▸ Your goal: Skip every picture while you write out the records below, from the first line through the one that contains "# mark a point on every instance of the stone", both ends kept.

[Opening Records supplied section]

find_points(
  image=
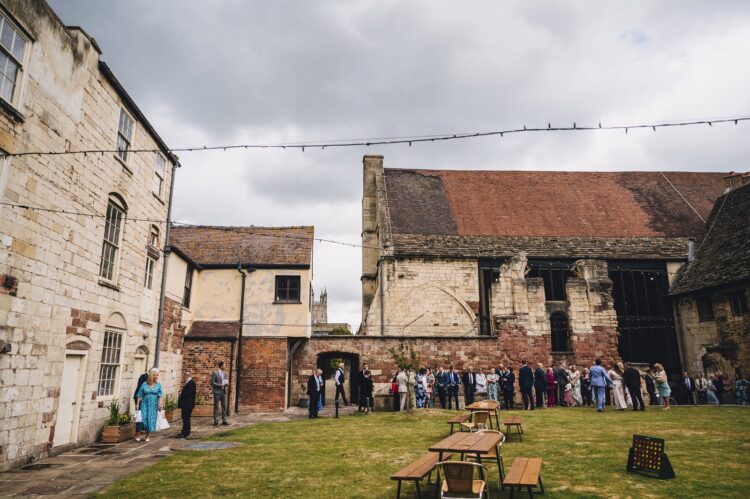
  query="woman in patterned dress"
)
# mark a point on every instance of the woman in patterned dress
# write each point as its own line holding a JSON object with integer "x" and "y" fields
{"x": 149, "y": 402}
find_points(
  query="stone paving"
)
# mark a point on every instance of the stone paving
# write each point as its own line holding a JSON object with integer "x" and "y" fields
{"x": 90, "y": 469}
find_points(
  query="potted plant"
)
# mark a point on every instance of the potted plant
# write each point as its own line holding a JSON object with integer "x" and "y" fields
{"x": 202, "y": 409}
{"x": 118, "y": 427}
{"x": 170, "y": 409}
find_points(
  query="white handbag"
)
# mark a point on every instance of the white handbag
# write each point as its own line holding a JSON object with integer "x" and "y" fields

[Closing Records supplied section]

▸ Your solution:
find_points(
  image=
  query="woman in patterned dress"
)
# mark a point on every instance of the woman in patterned dress
# write each point as its own line holding a JSON object with integer "x" and "y" fields
{"x": 149, "y": 402}
find_points(
  query="stone paving"
)
# mark a point on every instance of the stone paving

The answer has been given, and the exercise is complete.